WHAT IS BEING ASKED.
Your answer should consist solely of the lines from the first line of the data through the line with "pixel 10 598", each reproduced exactly.

Image-grounded pointing data:
◆ ◆ ◆ ◆ ◆ ◆ ◆

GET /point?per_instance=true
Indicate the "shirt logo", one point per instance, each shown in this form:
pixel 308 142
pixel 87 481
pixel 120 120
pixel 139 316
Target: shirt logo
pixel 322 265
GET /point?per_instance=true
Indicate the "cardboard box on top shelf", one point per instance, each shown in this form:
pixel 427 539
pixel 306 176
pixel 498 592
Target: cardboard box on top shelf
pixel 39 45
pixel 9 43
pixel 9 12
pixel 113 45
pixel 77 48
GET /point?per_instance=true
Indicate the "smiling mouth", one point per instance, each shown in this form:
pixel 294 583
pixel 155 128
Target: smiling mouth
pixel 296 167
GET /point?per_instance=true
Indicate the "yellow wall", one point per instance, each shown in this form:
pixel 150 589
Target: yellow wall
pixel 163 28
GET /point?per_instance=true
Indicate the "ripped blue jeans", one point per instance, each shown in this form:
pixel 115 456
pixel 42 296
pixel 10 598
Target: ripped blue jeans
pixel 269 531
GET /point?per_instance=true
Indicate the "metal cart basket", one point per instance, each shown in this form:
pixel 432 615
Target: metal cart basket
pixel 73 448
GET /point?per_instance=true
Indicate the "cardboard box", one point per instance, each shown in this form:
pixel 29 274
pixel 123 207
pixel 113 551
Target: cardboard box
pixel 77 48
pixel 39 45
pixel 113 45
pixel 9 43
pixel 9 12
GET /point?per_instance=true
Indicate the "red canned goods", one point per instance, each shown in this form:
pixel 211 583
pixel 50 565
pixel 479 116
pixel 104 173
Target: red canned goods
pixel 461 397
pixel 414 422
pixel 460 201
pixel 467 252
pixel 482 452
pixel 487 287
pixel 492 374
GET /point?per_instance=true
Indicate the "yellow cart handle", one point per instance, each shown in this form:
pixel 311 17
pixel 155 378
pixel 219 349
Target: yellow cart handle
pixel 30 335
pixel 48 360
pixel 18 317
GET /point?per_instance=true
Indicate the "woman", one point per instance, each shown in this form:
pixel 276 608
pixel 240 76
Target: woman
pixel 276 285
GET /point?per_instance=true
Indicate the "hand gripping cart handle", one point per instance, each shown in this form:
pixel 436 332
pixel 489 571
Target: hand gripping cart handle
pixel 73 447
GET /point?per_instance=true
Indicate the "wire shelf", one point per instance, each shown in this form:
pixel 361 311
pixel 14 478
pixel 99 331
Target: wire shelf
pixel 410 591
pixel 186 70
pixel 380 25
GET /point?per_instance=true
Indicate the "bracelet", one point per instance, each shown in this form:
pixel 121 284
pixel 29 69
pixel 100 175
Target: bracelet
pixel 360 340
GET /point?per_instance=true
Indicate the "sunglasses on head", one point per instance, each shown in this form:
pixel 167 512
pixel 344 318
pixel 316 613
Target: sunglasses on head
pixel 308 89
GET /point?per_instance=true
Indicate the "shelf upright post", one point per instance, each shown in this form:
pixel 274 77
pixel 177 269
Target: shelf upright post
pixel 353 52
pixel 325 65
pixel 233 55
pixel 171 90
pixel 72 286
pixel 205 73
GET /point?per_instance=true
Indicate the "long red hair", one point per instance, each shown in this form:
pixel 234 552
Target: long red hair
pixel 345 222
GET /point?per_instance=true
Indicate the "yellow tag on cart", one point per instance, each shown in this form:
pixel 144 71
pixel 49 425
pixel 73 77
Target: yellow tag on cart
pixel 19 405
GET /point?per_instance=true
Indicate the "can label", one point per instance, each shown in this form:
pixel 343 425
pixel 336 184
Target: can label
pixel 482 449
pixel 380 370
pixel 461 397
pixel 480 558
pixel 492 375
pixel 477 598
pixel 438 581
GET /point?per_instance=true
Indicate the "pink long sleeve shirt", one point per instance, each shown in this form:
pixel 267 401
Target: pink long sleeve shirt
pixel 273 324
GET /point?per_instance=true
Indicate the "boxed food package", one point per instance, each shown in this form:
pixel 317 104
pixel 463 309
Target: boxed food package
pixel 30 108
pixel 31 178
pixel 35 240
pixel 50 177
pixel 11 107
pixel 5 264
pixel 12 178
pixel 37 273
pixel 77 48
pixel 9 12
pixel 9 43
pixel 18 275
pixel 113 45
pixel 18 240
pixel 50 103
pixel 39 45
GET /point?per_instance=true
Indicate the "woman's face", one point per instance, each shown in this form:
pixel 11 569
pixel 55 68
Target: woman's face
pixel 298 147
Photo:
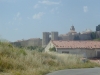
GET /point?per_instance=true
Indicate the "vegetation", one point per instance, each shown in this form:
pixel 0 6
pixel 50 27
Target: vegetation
pixel 37 48
pixel 52 49
pixel 98 39
pixel 19 61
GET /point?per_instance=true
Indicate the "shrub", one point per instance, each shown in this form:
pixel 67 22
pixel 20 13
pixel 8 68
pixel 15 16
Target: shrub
pixel 52 49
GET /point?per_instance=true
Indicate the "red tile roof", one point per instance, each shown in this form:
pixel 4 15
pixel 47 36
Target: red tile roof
pixel 77 44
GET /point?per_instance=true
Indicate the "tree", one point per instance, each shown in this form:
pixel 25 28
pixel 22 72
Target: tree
pixel 93 35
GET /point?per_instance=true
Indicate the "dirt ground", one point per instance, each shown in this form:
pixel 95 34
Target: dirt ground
pixel 96 60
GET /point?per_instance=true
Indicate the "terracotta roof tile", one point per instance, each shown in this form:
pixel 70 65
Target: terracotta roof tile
pixel 77 44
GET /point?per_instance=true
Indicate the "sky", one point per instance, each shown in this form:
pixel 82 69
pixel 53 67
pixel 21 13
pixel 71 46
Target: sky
pixel 25 19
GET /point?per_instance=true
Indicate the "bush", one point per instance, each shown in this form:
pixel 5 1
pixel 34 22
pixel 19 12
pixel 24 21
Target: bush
pixel 52 49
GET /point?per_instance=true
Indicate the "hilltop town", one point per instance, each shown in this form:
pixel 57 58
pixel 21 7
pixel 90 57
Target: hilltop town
pixel 71 35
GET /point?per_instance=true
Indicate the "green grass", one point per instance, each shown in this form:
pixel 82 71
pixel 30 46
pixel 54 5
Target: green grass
pixel 18 61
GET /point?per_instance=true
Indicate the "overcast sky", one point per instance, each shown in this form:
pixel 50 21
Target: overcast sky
pixel 25 19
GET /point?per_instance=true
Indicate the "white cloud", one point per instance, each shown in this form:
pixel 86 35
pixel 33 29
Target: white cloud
pixel 18 14
pixel 38 16
pixel 85 9
pixel 17 17
pixel 54 10
pixel 36 6
pixel 16 29
pixel 48 2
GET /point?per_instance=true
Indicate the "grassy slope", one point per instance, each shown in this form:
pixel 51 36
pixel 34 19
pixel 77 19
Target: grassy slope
pixel 15 61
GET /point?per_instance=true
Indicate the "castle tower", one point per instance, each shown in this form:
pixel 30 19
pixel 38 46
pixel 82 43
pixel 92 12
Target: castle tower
pixel 72 28
pixel 45 39
pixel 54 35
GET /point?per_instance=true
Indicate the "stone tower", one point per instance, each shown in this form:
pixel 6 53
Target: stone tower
pixel 72 28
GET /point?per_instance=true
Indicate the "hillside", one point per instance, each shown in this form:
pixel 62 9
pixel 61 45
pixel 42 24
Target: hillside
pixel 19 61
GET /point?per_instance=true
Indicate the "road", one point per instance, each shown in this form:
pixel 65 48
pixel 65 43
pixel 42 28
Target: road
pixel 88 71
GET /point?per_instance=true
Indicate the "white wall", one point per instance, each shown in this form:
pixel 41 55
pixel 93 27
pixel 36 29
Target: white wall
pixel 85 52
pixel 50 45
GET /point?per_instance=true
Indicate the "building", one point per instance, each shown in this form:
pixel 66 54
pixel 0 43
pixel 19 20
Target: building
pixel 88 49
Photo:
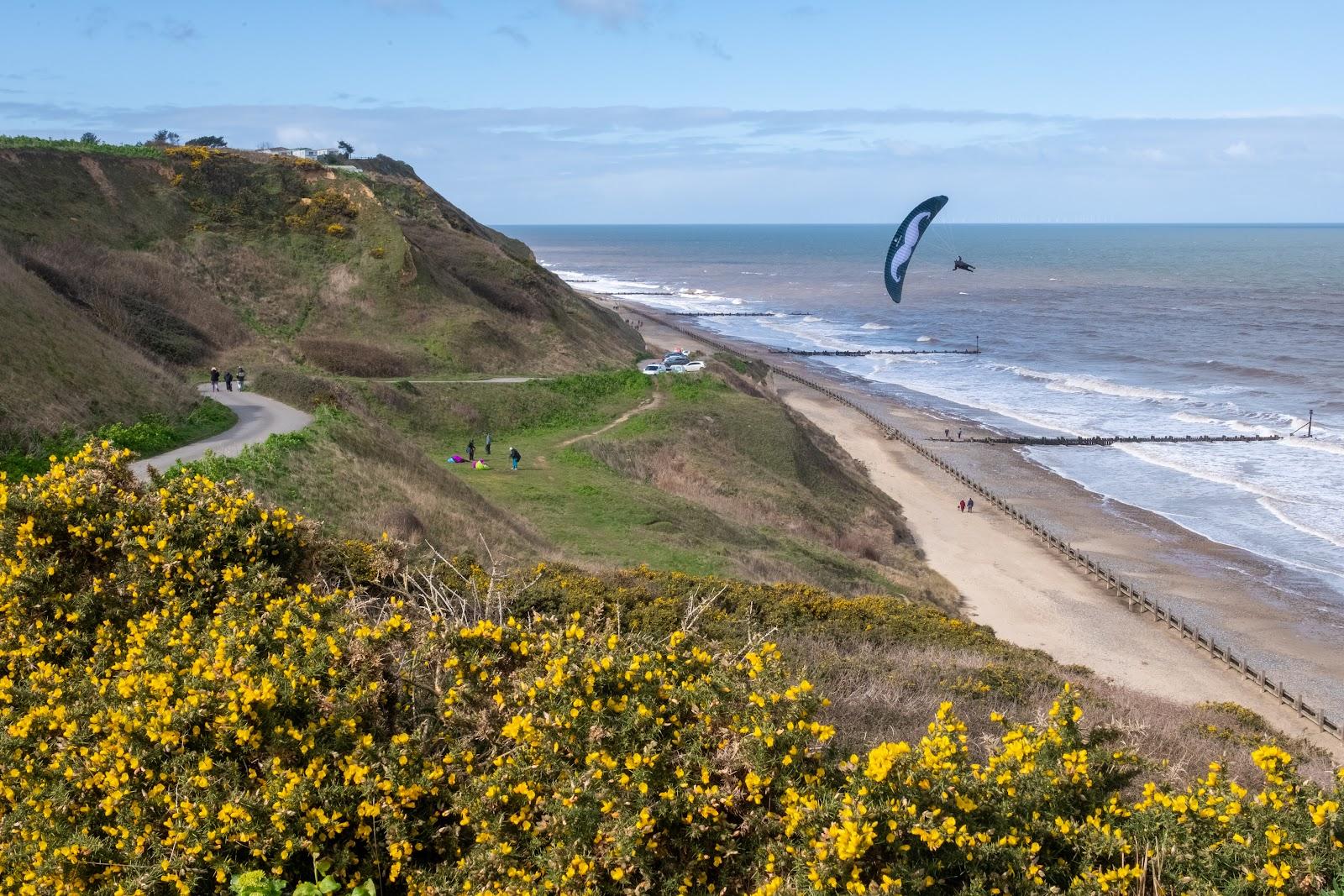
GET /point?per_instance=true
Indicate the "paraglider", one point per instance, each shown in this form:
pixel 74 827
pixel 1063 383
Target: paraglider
pixel 905 242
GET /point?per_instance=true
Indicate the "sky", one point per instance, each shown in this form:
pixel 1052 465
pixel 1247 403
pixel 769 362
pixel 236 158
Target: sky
pixel 732 110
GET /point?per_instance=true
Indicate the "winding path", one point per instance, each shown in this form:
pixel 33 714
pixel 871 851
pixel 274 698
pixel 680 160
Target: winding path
pixel 259 418
pixel 638 409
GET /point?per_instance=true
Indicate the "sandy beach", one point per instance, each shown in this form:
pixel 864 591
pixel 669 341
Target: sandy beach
pixel 1028 595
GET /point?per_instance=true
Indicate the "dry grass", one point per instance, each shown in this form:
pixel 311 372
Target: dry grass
pixel 60 369
pixel 143 298
pixel 353 359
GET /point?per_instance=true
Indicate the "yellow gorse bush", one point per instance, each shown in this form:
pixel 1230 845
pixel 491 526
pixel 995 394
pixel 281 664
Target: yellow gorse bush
pixel 181 701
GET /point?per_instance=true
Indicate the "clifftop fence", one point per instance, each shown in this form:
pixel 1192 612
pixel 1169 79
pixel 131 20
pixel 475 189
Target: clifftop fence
pixel 1136 600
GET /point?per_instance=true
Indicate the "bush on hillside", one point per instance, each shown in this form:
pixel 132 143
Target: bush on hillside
pixel 80 145
pixel 353 359
pixel 185 699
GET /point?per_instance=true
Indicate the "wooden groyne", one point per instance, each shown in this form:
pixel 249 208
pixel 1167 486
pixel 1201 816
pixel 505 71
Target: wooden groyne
pixel 1136 600
pixel 860 352
pixel 1088 441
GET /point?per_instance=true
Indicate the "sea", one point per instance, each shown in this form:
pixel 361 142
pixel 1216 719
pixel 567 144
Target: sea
pixel 1085 329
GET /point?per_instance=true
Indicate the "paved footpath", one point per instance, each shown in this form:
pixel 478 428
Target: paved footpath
pixel 259 417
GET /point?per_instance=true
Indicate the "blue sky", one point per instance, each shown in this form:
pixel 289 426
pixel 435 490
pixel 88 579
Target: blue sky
pixel 694 110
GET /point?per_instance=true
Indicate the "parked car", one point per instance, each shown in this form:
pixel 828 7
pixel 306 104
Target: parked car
pixel 685 367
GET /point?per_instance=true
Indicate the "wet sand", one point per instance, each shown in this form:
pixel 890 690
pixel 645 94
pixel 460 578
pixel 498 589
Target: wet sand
pixel 1032 597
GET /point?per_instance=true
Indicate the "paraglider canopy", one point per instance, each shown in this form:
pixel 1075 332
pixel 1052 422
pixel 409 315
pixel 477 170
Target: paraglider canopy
pixel 905 242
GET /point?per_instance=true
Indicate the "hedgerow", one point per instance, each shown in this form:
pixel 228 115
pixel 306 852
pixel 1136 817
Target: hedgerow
pixel 198 688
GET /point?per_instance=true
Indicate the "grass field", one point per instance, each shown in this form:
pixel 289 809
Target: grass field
pixel 703 477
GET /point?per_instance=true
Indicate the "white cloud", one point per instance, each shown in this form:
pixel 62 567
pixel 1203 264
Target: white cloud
pixel 718 164
pixel 609 13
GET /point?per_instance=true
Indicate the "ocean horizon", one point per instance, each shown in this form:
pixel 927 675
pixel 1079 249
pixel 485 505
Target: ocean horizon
pixel 1086 329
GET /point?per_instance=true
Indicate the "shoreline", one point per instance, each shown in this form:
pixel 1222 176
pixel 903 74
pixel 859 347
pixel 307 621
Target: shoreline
pixel 1027 594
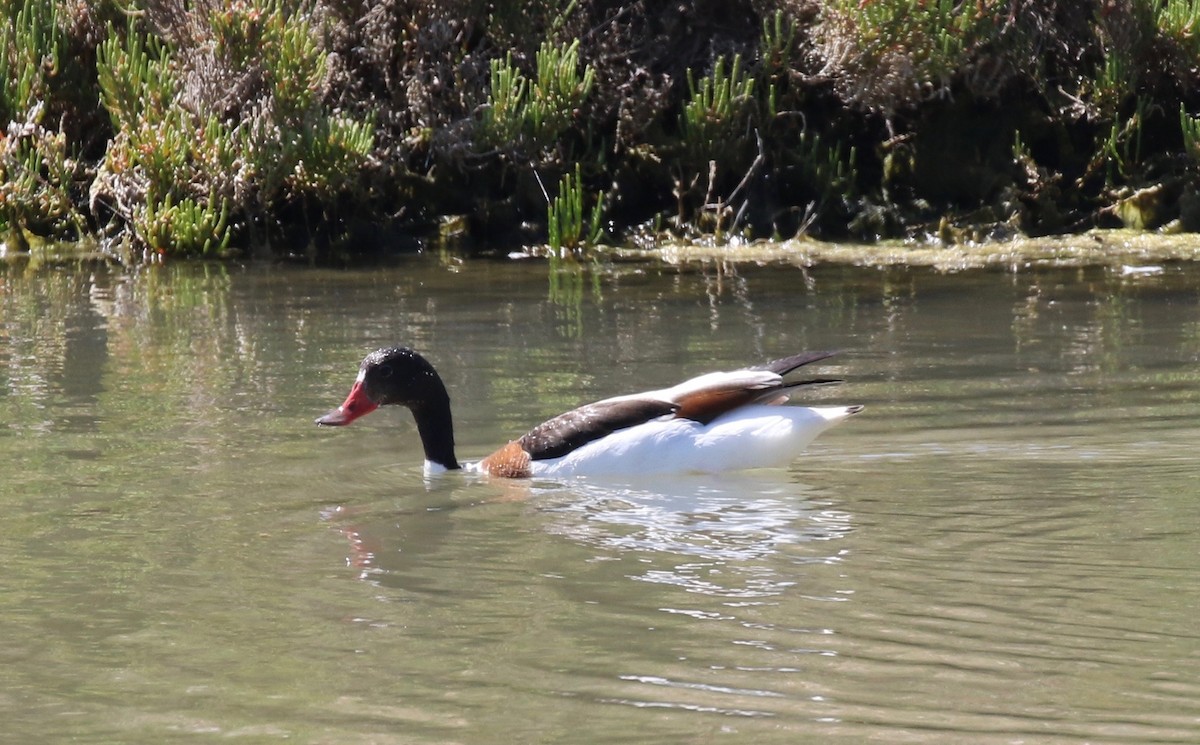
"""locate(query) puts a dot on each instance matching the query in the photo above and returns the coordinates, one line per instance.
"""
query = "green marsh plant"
(535, 112)
(187, 170)
(36, 170)
(569, 226)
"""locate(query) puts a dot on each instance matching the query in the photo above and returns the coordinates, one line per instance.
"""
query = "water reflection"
(1002, 548)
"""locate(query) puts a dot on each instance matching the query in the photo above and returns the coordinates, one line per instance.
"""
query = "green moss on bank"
(282, 126)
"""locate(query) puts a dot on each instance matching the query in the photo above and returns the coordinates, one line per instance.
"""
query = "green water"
(1005, 547)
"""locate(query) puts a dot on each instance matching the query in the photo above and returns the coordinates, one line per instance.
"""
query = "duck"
(718, 421)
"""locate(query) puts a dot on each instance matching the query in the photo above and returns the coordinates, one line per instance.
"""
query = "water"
(1005, 547)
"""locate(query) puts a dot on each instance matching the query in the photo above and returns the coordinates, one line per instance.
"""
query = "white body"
(750, 437)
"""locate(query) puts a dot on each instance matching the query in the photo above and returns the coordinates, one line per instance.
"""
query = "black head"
(388, 377)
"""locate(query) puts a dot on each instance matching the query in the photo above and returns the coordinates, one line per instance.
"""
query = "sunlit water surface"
(1005, 547)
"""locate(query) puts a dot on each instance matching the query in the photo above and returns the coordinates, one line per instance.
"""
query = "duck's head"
(387, 377)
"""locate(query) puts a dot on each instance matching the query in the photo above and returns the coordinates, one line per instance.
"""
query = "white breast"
(750, 437)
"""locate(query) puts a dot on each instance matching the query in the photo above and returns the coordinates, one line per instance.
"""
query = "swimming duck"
(714, 422)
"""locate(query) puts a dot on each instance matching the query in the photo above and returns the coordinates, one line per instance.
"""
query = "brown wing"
(567, 432)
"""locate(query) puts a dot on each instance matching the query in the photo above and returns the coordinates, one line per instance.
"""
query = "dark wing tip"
(786, 365)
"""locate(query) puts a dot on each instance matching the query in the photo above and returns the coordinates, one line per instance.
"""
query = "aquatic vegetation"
(540, 110)
(183, 161)
(305, 126)
(565, 221)
(36, 172)
(888, 54)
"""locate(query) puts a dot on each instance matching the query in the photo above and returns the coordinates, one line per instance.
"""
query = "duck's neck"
(436, 427)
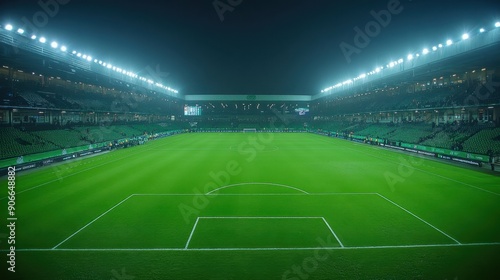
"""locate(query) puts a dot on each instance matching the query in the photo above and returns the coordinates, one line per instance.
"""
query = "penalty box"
(287, 220)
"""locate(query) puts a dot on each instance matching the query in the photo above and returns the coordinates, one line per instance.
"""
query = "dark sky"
(261, 46)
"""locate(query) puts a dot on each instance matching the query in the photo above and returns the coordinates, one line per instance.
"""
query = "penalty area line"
(264, 249)
(191, 235)
(422, 220)
(91, 222)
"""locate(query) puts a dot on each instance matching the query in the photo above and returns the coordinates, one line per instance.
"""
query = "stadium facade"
(444, 98)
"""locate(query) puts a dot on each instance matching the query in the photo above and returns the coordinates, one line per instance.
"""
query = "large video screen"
(302, 111)
(192, 110)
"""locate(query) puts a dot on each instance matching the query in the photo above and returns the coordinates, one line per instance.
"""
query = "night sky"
(261, 47)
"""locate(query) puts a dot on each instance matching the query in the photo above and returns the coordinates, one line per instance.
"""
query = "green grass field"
(254, 206)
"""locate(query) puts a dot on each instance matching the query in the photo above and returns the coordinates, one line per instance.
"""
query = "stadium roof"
(276, 48)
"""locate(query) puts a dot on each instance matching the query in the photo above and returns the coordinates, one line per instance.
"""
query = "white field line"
(78, 172)
(331, 230)
(251, 194)
(413, 167)
(191, 235)
(427, 223)
(91, 222)
(227, 217)
(257, 183)
(264, 249)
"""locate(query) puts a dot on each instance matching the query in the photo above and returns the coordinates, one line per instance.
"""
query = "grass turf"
(131, 213)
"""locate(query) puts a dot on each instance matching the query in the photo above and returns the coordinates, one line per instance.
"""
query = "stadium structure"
(442, 100)
(440, 104)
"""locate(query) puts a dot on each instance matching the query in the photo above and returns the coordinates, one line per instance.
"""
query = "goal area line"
(261, 218)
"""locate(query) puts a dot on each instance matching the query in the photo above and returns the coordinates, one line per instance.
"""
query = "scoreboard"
(192, 110)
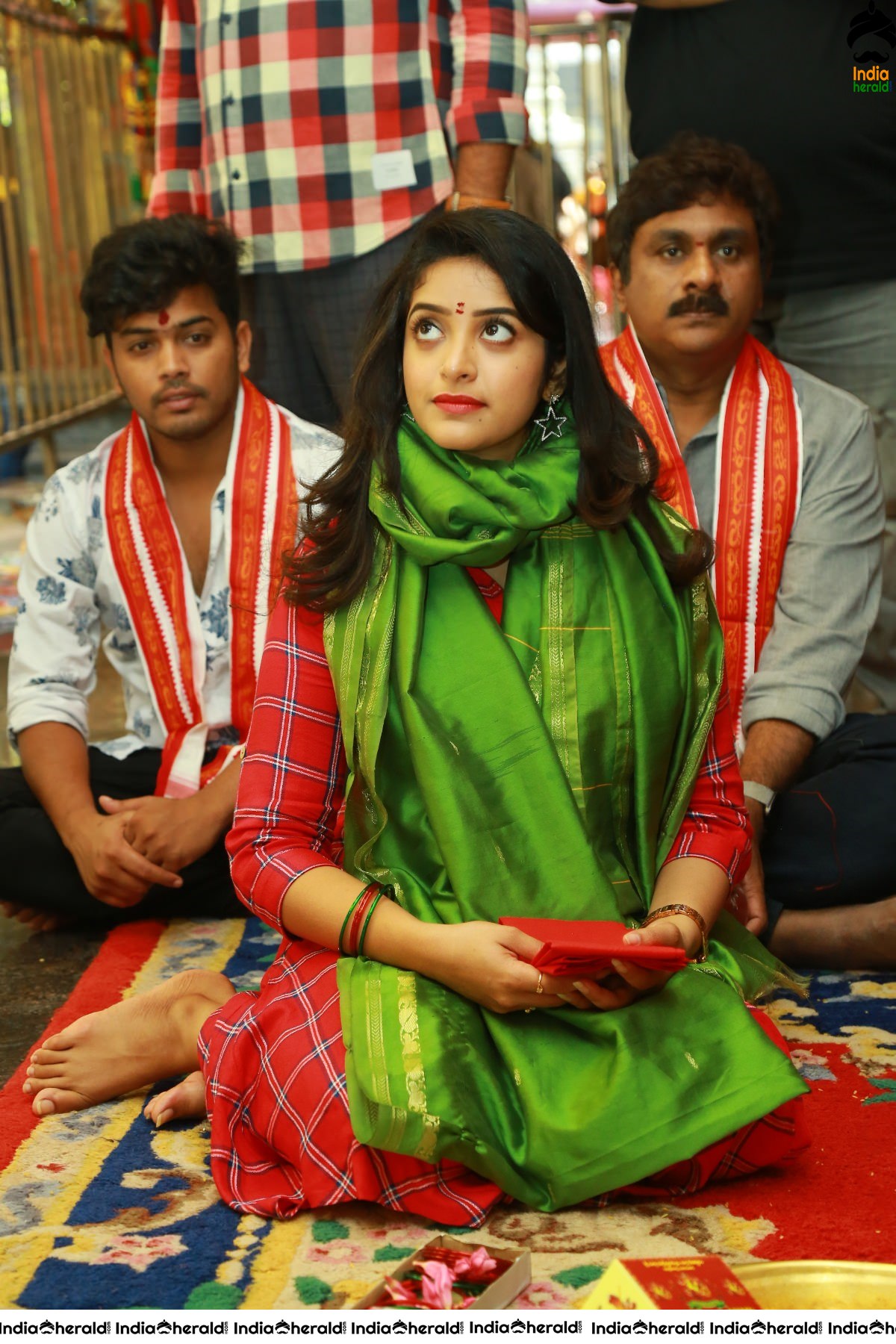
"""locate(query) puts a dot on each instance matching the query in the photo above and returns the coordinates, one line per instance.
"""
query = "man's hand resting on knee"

◆ ◆ ◆ ◆ ◆ ◆ ◆

SOLVED PROBLEM.
GET /point?per_instance=true
Indicate the "shirt logo", one point per instance, each shown in this form:
pixel 308 142
pixel 87 481
pixel 120 120
pixel 139 316
Target: shirt logo
pixel 322 265
GET /point?per_instance=true
Indicate the "cardboard box on top shelf", one point per instance, each shown in this form:
pixel 427 539
pixel 306 176
pixel 498 592
Target: cardboard box on top shelf
pixel 39 45
pixel 9 43
pixel 9 12
pixel 113 45
pixel 77 48
GET /point?per_instance=true
Indicate the "smiling mouth", one point per instance, each shown in this form:
pixel 294 583
pixel 155 128
Target: smiling mouth
pixel 296 167
GET /point?per_instance=true
Indicate the "yellow wall", one point per instance, each shown in this form:
pixel 150 589
Target: yellow wall
pixel 163 28
GET /point?per_instance=true
Indicate the "ripped blue jeans", one point per instance, each shown in this form:
pixel 115 456
pixel 42 296
pixel 10 598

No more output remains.